start DATA IN THIS EXERCISE

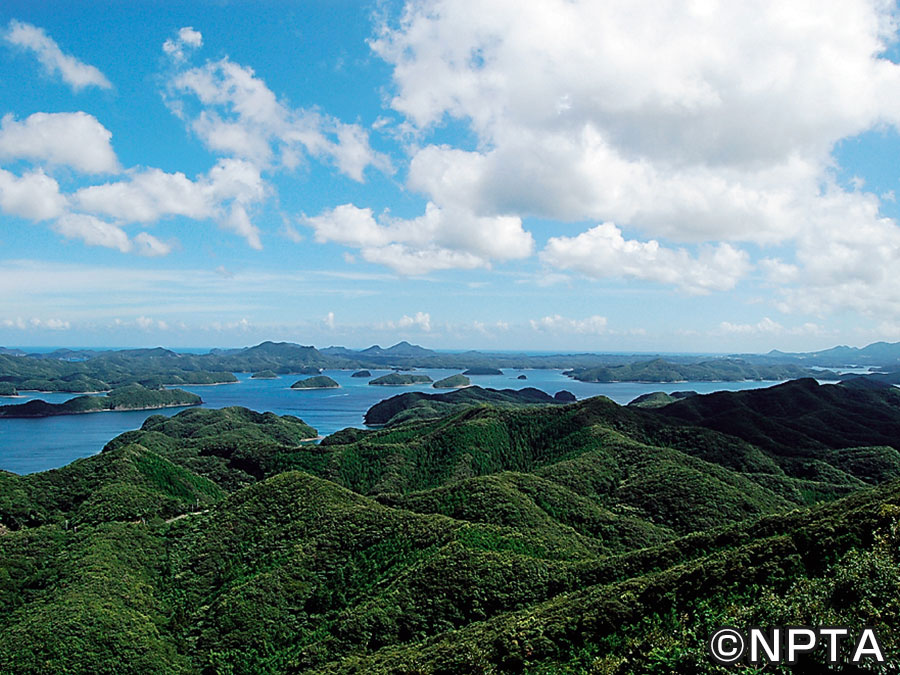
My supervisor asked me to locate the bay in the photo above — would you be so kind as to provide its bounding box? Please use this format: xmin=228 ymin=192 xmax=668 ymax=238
xmin=0 ymin=369 xmax=778 ymax=474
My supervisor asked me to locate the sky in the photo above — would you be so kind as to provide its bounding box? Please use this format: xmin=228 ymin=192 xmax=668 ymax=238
xmin=0 ymin=0 xmax=900 ymax=353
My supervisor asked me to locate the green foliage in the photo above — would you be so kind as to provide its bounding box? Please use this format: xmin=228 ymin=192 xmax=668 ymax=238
xmin=8 ymin=385 xmax=900 ymax=674
xmin=0 ymin=384 xmax=203 ymax=417
xmin=369 ymin=373 xmax=432 ymax=387
xmin=291 ymin=375 xmax=341 ymax=389
xmin=431 ymin=374 xmax=472 ymax=389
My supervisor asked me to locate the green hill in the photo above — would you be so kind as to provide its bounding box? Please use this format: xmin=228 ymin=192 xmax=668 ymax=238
xmin=0 ymin=384 xmax=203 ymax=417
xmin=431 ymin=374 xmax=472 ymax=389
xmin=291 ymin=375 xmax=341 ymax=389
xmin=0 ymin=382 xmax=900 ymax=675
xmin=369 ymin=373 xmax=433 ymax=387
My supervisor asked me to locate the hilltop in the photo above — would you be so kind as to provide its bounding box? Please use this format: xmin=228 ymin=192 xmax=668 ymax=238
xmin=0 ymin=381 xmax=900 ymax=674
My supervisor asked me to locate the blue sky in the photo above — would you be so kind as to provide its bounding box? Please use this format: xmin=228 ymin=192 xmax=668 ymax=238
xmin=0 ymin=0 xmax=900 ymax=352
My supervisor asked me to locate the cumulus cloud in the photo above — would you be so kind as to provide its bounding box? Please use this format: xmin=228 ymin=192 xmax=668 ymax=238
xmin=134 ymin=232 xmax=172 ymax=258
xmin=134 ymin=316 xmax=169 ymax=331
xmin=0 ymin=112 xmax=119 ymax=173
xmin=375 ymin=312 xmax=431 ymax=333
xmin=53 ymin=213 xmax=132 ymax=253
xmin=163 ymin=26 xmax=203 ymax=63
xmin=164 ymin=43 xmax=392 ymax=181
xmin=529 ymin=314 xmax=607 ymax=335
xmin=372 ymin=0 xmax=900 ymax=304
xmin=541 ymin=223 xmax=750 ymax=294
xmin=3 ymin=19 xmax=112 ymax=92
xmin=73 ymin=158 xmax=267 ymax=249
xmin=0 ymin=169 xmax=67 ymax=220
xmin=716 ymin=316 xmax=824 ymax=335
xmin=3 ymin=317 xmax=72 ymax=330
xmin=304 ymin=202 xmax=534 ymax=275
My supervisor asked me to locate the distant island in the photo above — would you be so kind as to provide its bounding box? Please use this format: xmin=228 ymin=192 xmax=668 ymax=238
xmin=369 ymin=373 xmax=434 ymax=387
xmin=291 ymin=375 xmax=341 ymax=389
xmin=463 ymin=366 xmax=503 ymax=375
xmin=0 ymin=384 xmax=203 ymax=417
xmin=432 ymin=375 xmax=472 ymax=389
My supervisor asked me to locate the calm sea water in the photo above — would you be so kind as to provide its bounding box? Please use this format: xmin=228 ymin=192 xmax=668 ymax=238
xmin=0 ymin=369 xmax=777 ymax=474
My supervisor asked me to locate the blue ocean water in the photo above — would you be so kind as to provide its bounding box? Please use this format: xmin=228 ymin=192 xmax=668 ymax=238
xmin=0 ymin=369 xmax=777 ymax=474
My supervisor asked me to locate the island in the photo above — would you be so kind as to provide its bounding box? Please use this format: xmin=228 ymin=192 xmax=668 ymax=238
xmin=369 ymin=373 xmax=434 ymax=387
xmin=0 ymin=384 xmax=203 ymax=417
xmin=432 ymin=375 xmax=472 ymax=389
xmin=463 ymin=366 xmax=503 ymax=375
xmin=291 ymin=375 xmax=341 ymax=389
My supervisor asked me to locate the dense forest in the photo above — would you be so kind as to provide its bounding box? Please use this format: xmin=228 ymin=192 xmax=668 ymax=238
xmin=0 ymin=380 xmax=900 ymax=673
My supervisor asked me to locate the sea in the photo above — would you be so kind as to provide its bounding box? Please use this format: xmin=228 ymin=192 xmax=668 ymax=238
xmin=0 ymin=368 xmax=800 ymax=474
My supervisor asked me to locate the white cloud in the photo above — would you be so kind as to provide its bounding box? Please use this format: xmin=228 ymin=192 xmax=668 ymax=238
xmin=4 ymin=19 xmax=112 ymax=92
xmin=541 ymin=223 xmax=750 ymax=294
xmin=73 ymin=159 xmax=267 ymax=249
xmin=134 ymin=232 xmax=172 ymax=258
xmin=134 ymin=316 xmax=169 ymax=331
xmin=53 ymin=213 xmax=132 ymax=253
xmin=529 ymin=314 xmax=607 ymax=335
xmin=164 ymin=54 xmax=392 ymax=181
xmin=0 ymin=169 xmax=66 ymax=220
xmin=0 ymin=112 xmax=119 ymax=173
xmin=372 ymin=0 xmax=900 ymax=306
xmin=3 ymin=317 xmax=72 ymax=330
xmin=714 ymin=316 xmax=824 ymax=335
xmin=304 ymin=203 xmax=534 ymax=275
xmin=163 ymin=26 xmax=203 ymax=63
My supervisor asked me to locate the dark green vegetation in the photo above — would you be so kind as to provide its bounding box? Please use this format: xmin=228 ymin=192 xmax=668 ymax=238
xmin=628 ymin=391 xmax=697 ymax=409
xmin=291 ymin=375 xmax=341 ymax=389
xmin=565 ymin=359 xmax=837 ymax=382
xmin=365 ymin=386 xmax=554 ymax=426
xmin=432 ymin=375 xmax=472 ymax=389
xmin=0 ymin=381 xmax=900 ymax=674
xmin=0 ymin=384 xmax=203 ymax=417
xmin=369 ymin=373 xmax=432 ymax=387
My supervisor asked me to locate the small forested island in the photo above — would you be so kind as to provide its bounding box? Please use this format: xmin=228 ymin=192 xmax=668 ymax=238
xmin=563 ymin=359 xmax=838 ymax=382
xmin=463 ymin=366 xmax=503 ymax=375
xmin=291 ymin=375 xmax=341 ymax=389
xmin=369 ymin=373 xmax=434 ymax=387
xmin=432 ymin=375 xmax=472 ymax=389
xmin=0 ymin=379 xmax=900 ymax=675
xmin=0 ymin=384 xmax=203 ymax=417
xmin=628 ymin=391 xmax=697 ymax=409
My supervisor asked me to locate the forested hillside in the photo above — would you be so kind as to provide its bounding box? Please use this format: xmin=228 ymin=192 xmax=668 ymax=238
xmin=0 ymin=382 xmax=900 ymax=673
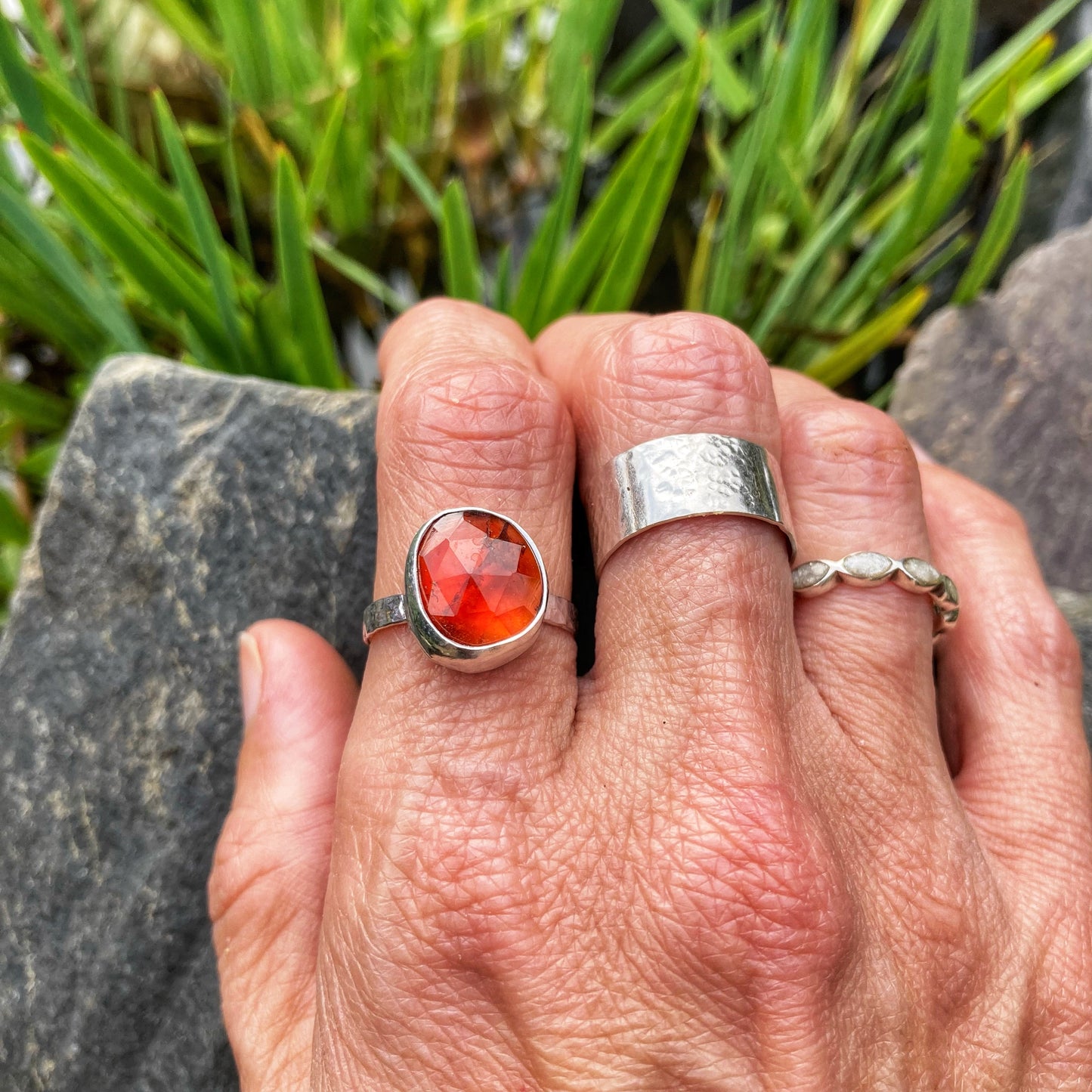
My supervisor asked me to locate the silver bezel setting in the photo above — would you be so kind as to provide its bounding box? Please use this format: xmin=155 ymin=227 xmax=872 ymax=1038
xmin=404 ymin=506 xmax=549 ymax=674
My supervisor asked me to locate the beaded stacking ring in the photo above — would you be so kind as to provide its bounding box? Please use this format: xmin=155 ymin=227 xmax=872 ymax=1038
xmin=793 ymin=550 xmax=959 ymax=636
xmin=363 ymin=508 xmax=577 ymax=673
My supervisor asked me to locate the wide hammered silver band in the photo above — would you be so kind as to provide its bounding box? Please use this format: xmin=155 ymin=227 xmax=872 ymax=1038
xmin=363 ymin=595 xmax=577 ymax=645
xmin=793 ymin=550 xmax=959 ymax=636
xmin=584 ymin=432 xmax=796 ymax=572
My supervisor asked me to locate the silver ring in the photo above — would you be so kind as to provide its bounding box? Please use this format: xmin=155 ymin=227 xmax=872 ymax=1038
xmin=793 ymin=550 xmax=959 ymax=636
xmin=584 ymin=432 xmax=796 ymax=572
xmin=363 ymin=508 xmax=577 ymax=672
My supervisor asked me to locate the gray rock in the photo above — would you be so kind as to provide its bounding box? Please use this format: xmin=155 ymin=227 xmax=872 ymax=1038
xmin=891 ymin=218 xmax=1092 ymax=592
xmin=0 ymin=357 xmax=375 ymax=1092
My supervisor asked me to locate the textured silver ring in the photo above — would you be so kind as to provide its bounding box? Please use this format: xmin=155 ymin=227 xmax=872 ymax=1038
xmin=363 ymin=508 xmax=577 ymax=672
xmin=793 ymin=550 xmax=959 ymax=636
xmin=584 ymin=432 xmax=796 ymax=572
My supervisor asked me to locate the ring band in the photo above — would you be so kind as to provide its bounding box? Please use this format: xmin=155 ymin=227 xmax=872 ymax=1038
xmin=584 ymin=432 xmax=796 ymax=572
xmin=793 ymin=550 xmax=959 ymax=636
xmin=363 ymin=508 xmax=577 ymax=672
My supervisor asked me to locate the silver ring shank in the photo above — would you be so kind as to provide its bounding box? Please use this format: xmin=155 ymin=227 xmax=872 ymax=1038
xmin=363 ymin=595 xmax=577 ymax=645
xmin=584 ymin=432 xmax=796 ymax=572
xmin=793 ymin=550 xmax=960 ymax=636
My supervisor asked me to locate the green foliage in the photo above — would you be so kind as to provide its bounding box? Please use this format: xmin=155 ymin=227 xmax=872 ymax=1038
xmin=0 ymin=0 xmax=1092 ymax=633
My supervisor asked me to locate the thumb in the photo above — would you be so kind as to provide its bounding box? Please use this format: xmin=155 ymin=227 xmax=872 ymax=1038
xmin=209 ymin=621 xmax=357 ymax=1092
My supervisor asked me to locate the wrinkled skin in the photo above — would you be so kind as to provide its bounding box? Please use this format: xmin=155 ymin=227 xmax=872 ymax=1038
xmin=209 ymin=302 xmax=1092 ymax=1092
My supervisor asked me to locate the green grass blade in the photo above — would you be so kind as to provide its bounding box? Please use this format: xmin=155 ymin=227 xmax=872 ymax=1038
xmin=960 ymin=0 xmax=1081 ymax=106
xmin=546 ymin=0 xmax=621 ymax=132
xmin=512 ymin=68 xmax=593 ymax=336
xmin=599 ymin=0 xmax=713 ymax=95
xmin=0 ymin=380 xmax=72 ymax=432
xmin=536 ymin=123 xmax=663 ymax=326
xmin=440 ymin=178 xmax=485 ymax=304
xmin=15 ymin=440 xmax=63 ymax=485
xmin=273 ymin=149 xmax=345 ymax=388
xmin=589 ymin=58 xmax=687 ymax=159
xmin=748 ymin=193 xmax=865 ymax=345
xmin=491 ymin=243 xmax=512 ymax=314
xmin=387 ymin=137 xmax=444 ymax=224
xmin=806 ymin=287 xmax=930 ymax=387
xmin=311 ymin=235 xmax=410 ymax=314
xmin=307 ymin=91 xmax=348 ymax=216
xmin=152 ymin=88 xmax=247 ymax=373
xmin=908 ymin=0 xmax=977 ymax=232
xmin=952 ymin=147 xmax=1031 ymax=307
xmin=23 ymin=132 xmax=221 ymax=346
xmin=60 ymin=0 xmax=95 ymax=110
xmin=22 ymin=0 xmax=68 ymax=83
xmin=37 ymin=76 xmax=187 ymax=247
xmin=0 ymin=489 xmax=30 ymax=546
xmin=653 ymin=0 xmax=754 ymax=120
xmin=587 ymin=54 xmax=704 ymax=312
xmin=221 ymin=96 xmax=255 ymax=268
xmin=0 ymin=182 xmax=145 ymax=353
xmin=141 ymin=0 xmax=226 ymax=68
xmin=0 ymin=15 xmax=54 ymax=141
xmin=1016 ymin=37 xmax=1092 ymax=119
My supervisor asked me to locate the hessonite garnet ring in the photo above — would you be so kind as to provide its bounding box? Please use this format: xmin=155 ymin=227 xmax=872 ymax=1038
xmin=363 ymin=508 xmax=577 ymax=672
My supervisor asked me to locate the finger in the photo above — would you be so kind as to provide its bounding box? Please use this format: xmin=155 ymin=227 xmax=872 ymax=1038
xmin=775 ymin=373 xmax=943 ymax=771
xmin=537 ymin=314 xmax=796 ymax=750
xmin=353 ymin=300 xmax=576 ymax=784
xmin=209 ymin=621 xmax=357 ymax=1092
xmin=922 ymin=466 xmax=1092 ymax=871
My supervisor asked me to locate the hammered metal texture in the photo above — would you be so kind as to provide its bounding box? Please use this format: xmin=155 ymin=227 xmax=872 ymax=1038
xmin=584 ymin=432 xmax=796 ymax=571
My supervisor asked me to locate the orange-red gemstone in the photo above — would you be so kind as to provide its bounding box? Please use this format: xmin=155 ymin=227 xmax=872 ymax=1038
xmin=417 ymin=511 xmax=543 ymax=648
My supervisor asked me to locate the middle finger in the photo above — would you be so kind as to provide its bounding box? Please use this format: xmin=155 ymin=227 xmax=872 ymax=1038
xmin=537 ymin=314 xmax=798 ymax=773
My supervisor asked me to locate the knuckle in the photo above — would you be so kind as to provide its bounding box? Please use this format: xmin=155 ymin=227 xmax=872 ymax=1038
xmin=379 ymin=296 xmax=526 ymax=365
xmin=787 ymin=400 xmax=917 ymax=496
xmin=646 ymin=784 xmax=854 ymax=983
xmin=595 ymin=312 xmax=773 ymax=425
xmin=208 ymin=808 xmax=308 ymax=935
xmin=391 ymin=793 xmax=540 ymax=972
xmin=380 ymin=359 xmax=568 ymax=484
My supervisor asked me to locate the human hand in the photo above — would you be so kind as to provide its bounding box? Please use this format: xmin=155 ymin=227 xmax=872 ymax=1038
xmin=209 ymin=302 xmax=1092 ymax=1092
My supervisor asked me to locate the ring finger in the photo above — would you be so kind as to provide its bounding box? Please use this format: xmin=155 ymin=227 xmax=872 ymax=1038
xmin=775 ymin=369 xmax=943 ymax=770
xmin=348 ymin=300 xmax=576 ymax=794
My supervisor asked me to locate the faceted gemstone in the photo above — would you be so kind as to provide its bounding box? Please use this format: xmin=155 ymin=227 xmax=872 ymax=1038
xmin=417 ymin=510 xmax=543 ymax=648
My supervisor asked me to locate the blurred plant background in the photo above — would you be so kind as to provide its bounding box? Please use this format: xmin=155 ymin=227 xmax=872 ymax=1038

end DATA IN THIS EXERCISE

> **DIRECTION**:
Reproduce the rows above word for word, from the start of the rows through the line containing "xmin=0 ymin=0 xmax=900 ymax=353", including that line. Leave the pictures out of your answer.

> **THE OUTPUT**:
My supervisor asked me to locate the bay in the photo above — would you be so kind as to provide its bounding box? Please use this format: xmin=228 ymin=192 xmax=668 ymax=238
xmin=0 ymin=369 xmax=778 ymax=474
My supervisor asked me to locate the sky in the photo above — would you be so kind as to provide its bounding box? Please use this format: xmin=228 ymin=192 xmax=668 ymax=238
xmin=0 ymin=0 xmax=900 ymax=353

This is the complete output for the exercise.